# Start of SOURCE TEXT

September 29, 2006: LGBTQ 101 with Safe Space
For all those who are interested, the session included different activities that allowed us as participants to think about the different conceptions and stereotypes that we have about the LGBTQ community. We also got the chance to learn about different LGBTQ terms that we might not have known before, as well as how to be better allies to our LGBTQ students.
October 20, 2006: “Feminism in the Classroom”
Some of the questions we considered during this panel: Managing different audiences in the classroom: How do we build alliances in the classroom without closing doors?, The Female Body in the Classroom: How do female instructors balance authority and openness toward students?, Politics in the Classroom: When and how do we "come out" with our views?, Feminism in the Graduate Classroom: Who brings up feminist questions?
November 10, 2006: “Family Matters Panel”

# End of SOURCE TEXT

* SET EXERCISE 1: Report how many lines in the rows below contain the string "coffee". Give only the number.

# Start of SOURCE MATERIAL

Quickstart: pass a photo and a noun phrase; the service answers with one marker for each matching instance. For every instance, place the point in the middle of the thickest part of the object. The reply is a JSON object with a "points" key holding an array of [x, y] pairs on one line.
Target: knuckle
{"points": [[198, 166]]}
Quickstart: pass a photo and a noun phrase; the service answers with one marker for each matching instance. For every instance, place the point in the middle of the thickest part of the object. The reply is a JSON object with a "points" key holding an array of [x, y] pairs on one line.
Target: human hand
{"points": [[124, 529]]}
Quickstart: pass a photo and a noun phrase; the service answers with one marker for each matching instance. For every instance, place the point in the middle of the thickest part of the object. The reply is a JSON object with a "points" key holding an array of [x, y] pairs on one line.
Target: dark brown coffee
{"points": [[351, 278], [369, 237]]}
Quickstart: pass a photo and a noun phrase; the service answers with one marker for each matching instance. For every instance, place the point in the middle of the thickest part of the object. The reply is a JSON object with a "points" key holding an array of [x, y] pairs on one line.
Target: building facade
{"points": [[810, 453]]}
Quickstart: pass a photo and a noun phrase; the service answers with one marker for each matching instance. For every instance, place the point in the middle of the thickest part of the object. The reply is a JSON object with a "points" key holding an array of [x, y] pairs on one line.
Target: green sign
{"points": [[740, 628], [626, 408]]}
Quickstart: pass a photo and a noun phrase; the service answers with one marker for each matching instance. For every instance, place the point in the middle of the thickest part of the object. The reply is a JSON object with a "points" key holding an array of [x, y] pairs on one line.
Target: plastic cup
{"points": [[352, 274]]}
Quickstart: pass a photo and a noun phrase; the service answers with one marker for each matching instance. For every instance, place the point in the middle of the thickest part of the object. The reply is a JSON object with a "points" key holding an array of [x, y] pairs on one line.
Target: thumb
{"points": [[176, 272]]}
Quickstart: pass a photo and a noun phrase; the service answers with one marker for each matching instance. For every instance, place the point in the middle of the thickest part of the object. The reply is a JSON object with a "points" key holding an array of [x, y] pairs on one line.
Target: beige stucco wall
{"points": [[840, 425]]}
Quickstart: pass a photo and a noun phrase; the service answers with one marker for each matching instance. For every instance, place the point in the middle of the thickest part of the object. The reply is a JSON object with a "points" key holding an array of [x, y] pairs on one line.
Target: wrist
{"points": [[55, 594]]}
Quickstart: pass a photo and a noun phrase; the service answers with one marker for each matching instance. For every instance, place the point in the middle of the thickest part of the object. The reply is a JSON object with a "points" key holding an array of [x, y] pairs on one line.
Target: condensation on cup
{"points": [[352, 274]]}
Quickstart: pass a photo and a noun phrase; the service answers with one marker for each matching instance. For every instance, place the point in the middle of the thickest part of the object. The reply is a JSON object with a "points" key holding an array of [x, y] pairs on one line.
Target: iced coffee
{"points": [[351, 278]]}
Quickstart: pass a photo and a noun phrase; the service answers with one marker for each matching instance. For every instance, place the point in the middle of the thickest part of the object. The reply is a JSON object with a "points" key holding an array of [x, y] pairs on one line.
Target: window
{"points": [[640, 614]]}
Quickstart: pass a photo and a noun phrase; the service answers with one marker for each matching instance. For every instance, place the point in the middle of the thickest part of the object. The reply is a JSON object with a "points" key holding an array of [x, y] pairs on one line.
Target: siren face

# End of SOURCE MATERIAL

* SET EXERCISE 2: Reproduce verbatim the stretch of the event schedule above from "September 29, 2006: LGBTQ" through "up feminist questions?".

* WRITTEN ANSWER 1: 2

* WRITTEN ANSWER 2:
September 29, 2006: LGBTQ 101 with Safe Space
For all those who are interested, the session included different activities that allowed us as participants to think about the different conceptions and stereotypes that we have about the LGBTQ community. We also got the chance to learn about different LGBTQ terms that we might not have known before, as well as how to be better allies to our LGBTQ students.
October 20, 2006: “Feminism in the Classroom”
Some of the questions we considered during this panel: Managing different audiences in the classroom: How do we build alliances in the classroom without closing doors?, The Female Body in the Classroom: How do female instructors balance authority and openness toward students?, Politics in the Classroom: When and how do we "come out" with our views?, Feminism in the Graduate Classroom: Who brings up feminist questions?